Source records
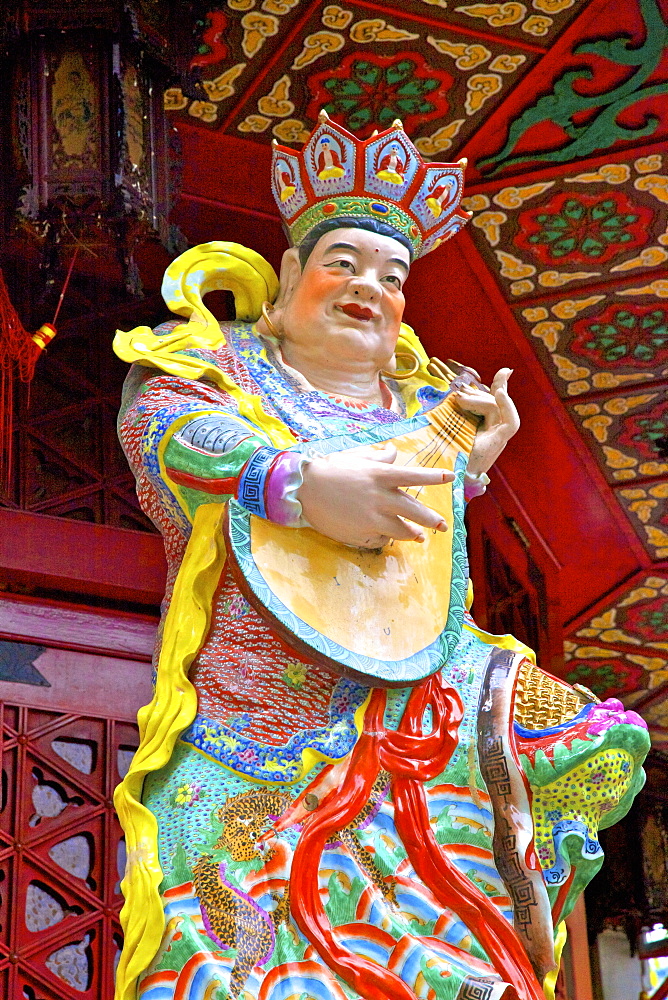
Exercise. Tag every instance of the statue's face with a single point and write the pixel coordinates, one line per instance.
(349, 296)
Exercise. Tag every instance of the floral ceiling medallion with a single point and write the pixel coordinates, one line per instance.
(583, 228)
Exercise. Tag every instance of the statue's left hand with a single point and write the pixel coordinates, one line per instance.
(500, 420)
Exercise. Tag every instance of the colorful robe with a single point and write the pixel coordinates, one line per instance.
(321, 839)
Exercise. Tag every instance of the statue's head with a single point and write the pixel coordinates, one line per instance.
(357, 213)
(344, 287)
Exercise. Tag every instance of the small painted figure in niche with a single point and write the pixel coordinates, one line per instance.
(345, 789)
(329, 159)
(391, 167)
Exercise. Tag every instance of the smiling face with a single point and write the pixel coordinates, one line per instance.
(348, 300)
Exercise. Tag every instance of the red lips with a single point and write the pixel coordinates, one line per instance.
(356, 311)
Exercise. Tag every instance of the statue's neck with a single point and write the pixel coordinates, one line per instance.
(358, 380)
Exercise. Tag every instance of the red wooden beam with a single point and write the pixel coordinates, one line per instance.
(55, 553)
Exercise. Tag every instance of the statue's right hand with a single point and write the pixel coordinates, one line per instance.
(356, 497)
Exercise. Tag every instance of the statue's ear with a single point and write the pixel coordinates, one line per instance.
(290, 274)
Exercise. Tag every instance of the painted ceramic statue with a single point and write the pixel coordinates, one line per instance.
(345, 789)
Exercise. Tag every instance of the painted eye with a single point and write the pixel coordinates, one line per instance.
(347, 264)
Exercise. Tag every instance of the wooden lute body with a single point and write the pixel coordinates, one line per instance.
(390, 617)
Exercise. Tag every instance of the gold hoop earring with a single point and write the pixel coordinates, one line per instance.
(399, 376)
(265, 316)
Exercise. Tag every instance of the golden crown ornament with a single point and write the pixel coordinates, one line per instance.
(337, 175)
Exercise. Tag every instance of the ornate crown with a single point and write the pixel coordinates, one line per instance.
(382, 178)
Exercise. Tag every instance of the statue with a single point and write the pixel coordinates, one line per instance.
(344, 787)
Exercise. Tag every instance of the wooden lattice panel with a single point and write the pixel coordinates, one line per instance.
(61, 853)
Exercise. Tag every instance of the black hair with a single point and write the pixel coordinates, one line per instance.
(350, 222)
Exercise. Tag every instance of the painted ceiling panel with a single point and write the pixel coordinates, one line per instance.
(621, 650)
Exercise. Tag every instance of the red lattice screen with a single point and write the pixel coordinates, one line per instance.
(61, 852)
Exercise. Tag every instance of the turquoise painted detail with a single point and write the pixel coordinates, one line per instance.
(564, 103)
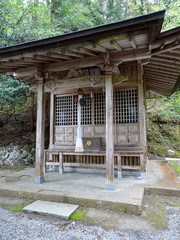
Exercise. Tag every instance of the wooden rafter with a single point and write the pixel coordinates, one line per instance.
(84, 50)
(116, 45)
(132, 42)
(71, 53)
(99, 47)
(161, 67)
(160, 72)
(166, 47)
(164, 64)
(59, 56)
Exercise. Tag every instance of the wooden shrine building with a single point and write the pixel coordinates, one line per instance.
(97, 81)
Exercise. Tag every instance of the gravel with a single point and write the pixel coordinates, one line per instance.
(21, 226)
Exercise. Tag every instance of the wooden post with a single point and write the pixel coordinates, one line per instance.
(61, 170)
(51, 140)
(142, 119)
(109, 133)
(39, 176)
(79, 143)
(119, 166)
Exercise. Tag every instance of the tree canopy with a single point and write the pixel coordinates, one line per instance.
(24, 20)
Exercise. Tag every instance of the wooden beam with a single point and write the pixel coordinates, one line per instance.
(71, 53)
(99, 47)
(86, 62)
(163, 77)
(142, 117)
(116, 45)
(85, 51)
(166, 48)
(157, 82)
(164, 68)
(46, 58)
(166, 72)
(165, 64)
(32, 60)
(172, 56)
(109, 133)
(59, 56)
(39, 176)
(93, 61)
(132, 42)
(165, 59)
(160, 90)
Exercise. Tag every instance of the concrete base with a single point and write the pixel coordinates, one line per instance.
(39, 179)
(110, 186)
(143, 175)
(79, 145)
(119, 174)
(61, 210)
(61, 171)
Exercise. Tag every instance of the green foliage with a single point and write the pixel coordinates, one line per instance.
(163, 129)
(33, 19)
(165, 109)
(13, 94)
(176, 167)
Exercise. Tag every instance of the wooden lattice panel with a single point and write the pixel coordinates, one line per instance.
(130, 161)
(66, 111)
(94, 110)
(126, 106)
(86, 111)
(99, 108)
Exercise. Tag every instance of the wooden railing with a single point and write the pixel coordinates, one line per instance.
(123, 161)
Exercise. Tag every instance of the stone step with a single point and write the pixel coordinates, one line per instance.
(61, 210)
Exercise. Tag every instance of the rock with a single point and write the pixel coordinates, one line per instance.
(6, 155)
(20, 152)
(171, 152)
(19, 147)
(27, 148)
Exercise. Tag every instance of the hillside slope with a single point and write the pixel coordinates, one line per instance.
(163, 127)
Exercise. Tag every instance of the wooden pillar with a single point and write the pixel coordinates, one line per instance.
(109, 133)
(79, 142)
(142, 119)
(39, 172)
(51, 140)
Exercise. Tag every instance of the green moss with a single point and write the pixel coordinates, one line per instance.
(16, 208)
(176, 167)
(80, 215)
(19, 147)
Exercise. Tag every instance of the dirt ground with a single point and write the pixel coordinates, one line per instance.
(154, 215)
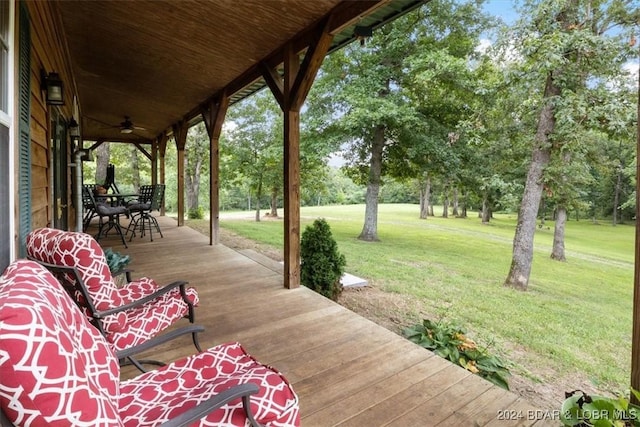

→ GOAL OF THE EXERCISE: Reproduce every line from the one containing "Exercise. Tag every instance of the green moss" through the end of the records, offsetting each pixel coordinate in the answers by -27. Leave the pictures out.

→ FINISHED ANSWER:
Exercise. Tag every instance of the green moss with a single point and write the pixel coordinates, one line per instance.
(-11, 181)
(149, 140)
(53, 188)
(-8, 120)
Exercise. Tag every instance of the dirt ground with a single point and write the pixel coordinates, one line per instance.
(127, 188)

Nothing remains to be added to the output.